* [TO DO]
According to the article on the Massachusetts death penalty proposal, how many states in the United States are without the death penalty?

* [EXTRACT TO READ]
━━━━━━━━

Although states such as Illinois have been steering away from the death penalty, Massachusetts Gov. Mitt Romney is trying to bring it back to his state.
The Republican governor formed a committee that will meet this week to write a bill that would attempt to reinstate capital punishment, said Nicole St. Peters, a spokesman for Romney. The group of legal and forensic experts will try to minimize problems some defendants have had with inadequate representation and forensic testing. St. Peters said the bill should be finalized soon and will be filed early next year.
“Some murders deserve the ultimate penalty,” she said. “The governor believes that the death penalty can be a deterrent.”
Massachusetts is one of 12 states in the United States without the death penalty. In recent years officials in Massachusetts have attempted to bring the death penalty back, but those efforts have failed.
St. Peters said the governor believes recent advancements in forensic science — such as strides in DNA testing — can alleviate some concerns about wrongful convictions.
The committee will work to remedy other concerns about loopholes that exist in states with the death penalty and find ways to ensure defendants who are eligible for the death penalty get proper proceedings and adequate legal counsel.
The experts also will focus on punishments for specific crimes such as terrorism and heinous murders, St. Peters said.
Death penalty reform also is a concern of Northwestern’s Center on Wrongful Convictions. The center, which influenced former Illinois Gov. George Ryan’s decision to clear the state’s death row last year, now is pushing for death penalty reform in Illinois. The center’s lobbying has helped measures such as videotaping confessions pass through the state legislature.
After hearing about the Massachusetts committee in late September, Robert Warden, associate director at NU’s center, said he welcomes Romney’s attempt to examine flaws in the death penalty.
Warden said science has the potential to improve some of the problems with the death penalty.
“I’m interested to see what it is and if it will work,” Warden said.
Weinberg sophomore Dan Valencia said he agreed and he thinks the committee created to fix the loopholes of the death penalty system is a step in the right direction for reform.
“I think it will help reduce crimes,” he said.
But David Protess, a journalism professor and founding director of the Medill Innocence Project, said he disagrees with Romney’s attempt to bring back the death penalty.
Protess’ research and work with the Medill Innocence Project, along with the investigative classwork of his students, helped free four wrongfully convicted death row inmates and influenced Ryan’s decision to clear death row. Protess said the death penalty cannot work — even with scientific improvements — because of the human element in the judicial system.
“The death penalty will always be flawed because it is administered by humans, and humans will always make mistakes,” he said. “If you reinstitute it, all that will happen is that more innocent people will be sent to death.”
Protess said that since the mid-’90s states have realized the death penalty cannot deter crime and that the trend has been to restrict the number of death-eligible offenses.
“The bottom line is that the effort to reinstate (the death penalty) is purely political and will fail in states like Massachusetts,” he said.

━━━━━━━━

* [DATA LISTING]
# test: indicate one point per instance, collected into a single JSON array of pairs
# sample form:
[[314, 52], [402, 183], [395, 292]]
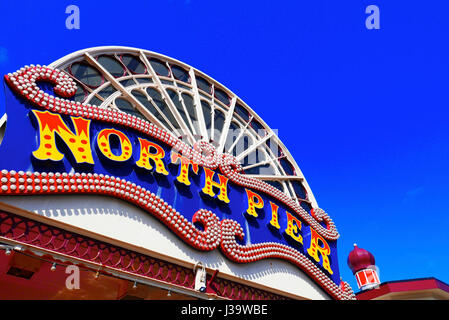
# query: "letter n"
[[78, 142]]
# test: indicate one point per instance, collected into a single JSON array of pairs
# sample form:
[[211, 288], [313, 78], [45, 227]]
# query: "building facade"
[[141, 177]]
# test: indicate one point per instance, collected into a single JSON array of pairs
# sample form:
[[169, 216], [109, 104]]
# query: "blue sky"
[[364, 112]]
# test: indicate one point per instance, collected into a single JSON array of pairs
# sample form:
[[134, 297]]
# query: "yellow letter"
[[105, 147], [78, 144], [315, 248], [146, 155], [293, 227], [183, 176], [252, 204], [222, 185]]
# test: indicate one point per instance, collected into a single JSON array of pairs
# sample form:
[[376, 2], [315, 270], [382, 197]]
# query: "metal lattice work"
[[188, 103]]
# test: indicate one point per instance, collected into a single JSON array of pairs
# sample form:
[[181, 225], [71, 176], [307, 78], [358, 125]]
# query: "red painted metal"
[[84, 249]]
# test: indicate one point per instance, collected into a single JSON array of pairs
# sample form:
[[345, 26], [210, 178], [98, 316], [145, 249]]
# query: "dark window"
[[160, 67], [144, 80], [127, 107], [306, 206], [233, 132], [106, 92], [133, 64], [207, 116], [266, 169], [242, 112], [112, 66], [288, 168], [257, 126], [188, 102], [157, 98], [127, 83], [175, 98], [299, 189], [219, 119], [276, 184], [80, 94], [86, 74], [95, 101], [222, 96], [180, 74], [203, 84]]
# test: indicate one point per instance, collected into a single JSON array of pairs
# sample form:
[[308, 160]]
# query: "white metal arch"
[[189, 120]]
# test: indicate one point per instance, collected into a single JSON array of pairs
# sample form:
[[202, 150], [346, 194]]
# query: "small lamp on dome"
[[362, 264]]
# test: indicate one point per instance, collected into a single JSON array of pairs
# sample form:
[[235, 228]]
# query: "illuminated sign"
[[56, 146]]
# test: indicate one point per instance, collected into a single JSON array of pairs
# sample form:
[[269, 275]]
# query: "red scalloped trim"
[[216, 234]]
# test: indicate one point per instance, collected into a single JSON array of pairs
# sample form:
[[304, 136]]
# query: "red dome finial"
[[362, 264], [359, 259]]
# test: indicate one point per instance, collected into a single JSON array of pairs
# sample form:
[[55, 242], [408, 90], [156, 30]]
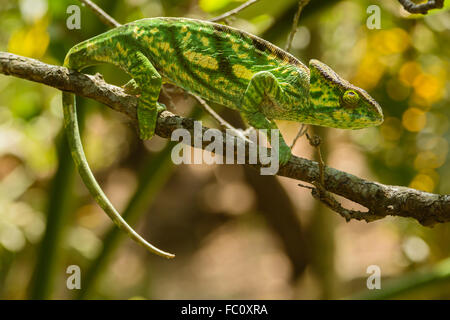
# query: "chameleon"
[[221, 64]]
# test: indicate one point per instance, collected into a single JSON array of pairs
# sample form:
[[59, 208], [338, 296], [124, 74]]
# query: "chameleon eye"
[[350, 99]]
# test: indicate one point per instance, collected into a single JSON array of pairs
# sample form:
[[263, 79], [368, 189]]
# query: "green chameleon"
[[223, 65]]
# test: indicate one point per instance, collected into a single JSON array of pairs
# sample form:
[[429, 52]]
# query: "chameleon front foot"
[[147, 120], [284, 154]]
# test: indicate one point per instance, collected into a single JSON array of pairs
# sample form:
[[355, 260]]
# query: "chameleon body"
[[223, 65]]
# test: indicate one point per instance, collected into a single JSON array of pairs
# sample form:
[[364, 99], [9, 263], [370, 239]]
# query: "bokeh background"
[[236, 234]]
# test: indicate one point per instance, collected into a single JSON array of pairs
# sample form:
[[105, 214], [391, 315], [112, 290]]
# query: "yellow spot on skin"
[[205, 41], [341, 114], [138, 32], [242, 72], [221, 83], [121, 49], [187, 36], [203, 75], [165, 46], [203, 60]]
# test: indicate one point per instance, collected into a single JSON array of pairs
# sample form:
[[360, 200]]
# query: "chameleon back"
[[212, 60]]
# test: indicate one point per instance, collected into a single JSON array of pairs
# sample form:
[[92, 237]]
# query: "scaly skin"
[[223, 65]]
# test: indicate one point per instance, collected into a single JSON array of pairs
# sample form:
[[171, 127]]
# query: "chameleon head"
[[334, 102]]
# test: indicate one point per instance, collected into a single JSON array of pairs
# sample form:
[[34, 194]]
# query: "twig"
[[102, 15], [301, 5], [423, 7], [381, 200], [234, 11], [223, 123]]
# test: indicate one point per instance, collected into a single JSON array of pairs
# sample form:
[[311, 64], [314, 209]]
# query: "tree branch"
[[422, 8], [233, 12], [102, 15], [380, 200]]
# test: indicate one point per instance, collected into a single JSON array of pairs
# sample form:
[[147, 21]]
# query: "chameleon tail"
[[73, 134]]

━━━━━━━━

* [EXERCISE OUTPUT]
Twelve states, Massachusetts among them.